── Extracted information

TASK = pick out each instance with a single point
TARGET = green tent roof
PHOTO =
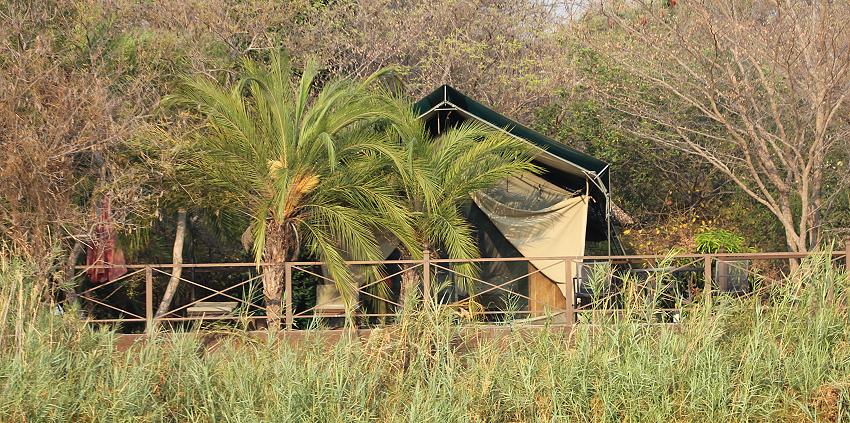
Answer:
(448, 97)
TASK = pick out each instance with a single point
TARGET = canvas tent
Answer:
(565, 211)
(563, 166)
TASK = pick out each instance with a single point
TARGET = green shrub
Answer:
(713, 241)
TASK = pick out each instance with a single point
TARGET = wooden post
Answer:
(707, 276)
(847, 254)
(290, 321)
(570, 295)
(149, 319)
(426, 276)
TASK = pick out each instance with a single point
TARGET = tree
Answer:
(757, 89)
(443, 172)
(307, 169)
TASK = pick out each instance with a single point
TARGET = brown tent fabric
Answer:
(539, 219)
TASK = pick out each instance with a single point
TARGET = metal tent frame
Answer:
(551, 152)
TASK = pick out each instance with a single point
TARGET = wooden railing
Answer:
(511, 290)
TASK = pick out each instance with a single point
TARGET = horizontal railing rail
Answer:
(562, 291)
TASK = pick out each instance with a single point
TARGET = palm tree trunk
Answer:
(177, 262)
(275, 254)
(410, 280)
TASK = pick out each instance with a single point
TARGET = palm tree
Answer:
(307, 169)
(441, 175)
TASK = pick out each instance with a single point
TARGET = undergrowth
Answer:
(779, 356)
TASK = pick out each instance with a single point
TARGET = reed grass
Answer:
(780, 356)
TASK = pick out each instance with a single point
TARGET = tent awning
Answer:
(557, 154)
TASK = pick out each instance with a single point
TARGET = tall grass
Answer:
(781, 356)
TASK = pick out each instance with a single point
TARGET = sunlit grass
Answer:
(783, 356)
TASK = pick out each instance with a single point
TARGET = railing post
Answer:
(426, 276)
(707, 277)
(288, 296)
(570, 294)
(149, 319)
(847, 254)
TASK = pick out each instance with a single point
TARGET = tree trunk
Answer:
(177, 264)
(410, 280)
(274, 253)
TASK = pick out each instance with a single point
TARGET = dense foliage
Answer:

────

Write out the full set of lines verbatim, without the pictures.

=== Result ===
TASK = pick out each instance with a single point
TARGET = green tent roof
PHOTO =
Answer:
(448, 97)
TASK = pick out each instance with a single point
TARGET = canvas tent
Answer:
(565, 211)
(563, 166)
TASK = pick out each instance with a single point
TARGET = green shrub
Answer:
(713, 241)
TASK = pick out each instance with a single point
TARGET = wooden post
Answer:
(707, 276)
(847, 254)
(290, 321)
(570, 295)
(149, 319)
(426, 276)
TASK = pick out each instance with a single point
TARGET = tree
Answer:
(757, 89)
(443, 172)
(307, 169)
TASK = pick out each instance with a single point
TARGET = brown tent fabric
Answer:
(539, 219)
TASK = pick out each instance with a single point
TARGET = metal tent frame
Answer:
(551, 152)
TASK = pick out each instance with a single point
TARGET = wooden railing
Answer:
(511, 290)
TASK = pick out each instance with a single point
TARGET = horizontal railing rail
Answer:
(562, 291)
TASK = pick out each instance with a single point
TARGET = palm tree trunk
Answer:
(177, 262)
(275, 254)
(410, 280)
TASK = pick out each instance with a single point
TARGET = palm tree
Answer:
(307, 169)
(441, 175)
TASK = pick out each instance with a single point
TARGET = undergrowth
Answer:
(779, 356)
TASK = pick out each instance with a single point
TARGET = reed grass
Answer:
(780, 356)
TASK = pick out each instance with a single point
TARGET = tent awning
Answer:
(557, 154)
TASK = pick out each instance with a single point
TARGET = tall grass
Answer:
(781, 356)
TASK = pick out each instance with a single point
TARGET = sunlit grass
Answer:
(783, 356)
TASK = pick out each instance with a single point
TARGET = railing post
Answer:
(426, 276)
(707, 277)
(288, 296)
(570, 294)
(149, 319)
(847, 254)
TASK = pick out each instance with a single point
TARGET = tree trunk
Answer:
(177, 264)
(410, 280)
(274, 253)
TASK = pick out each instance with a single point
TARGET = dense foliage
Answer:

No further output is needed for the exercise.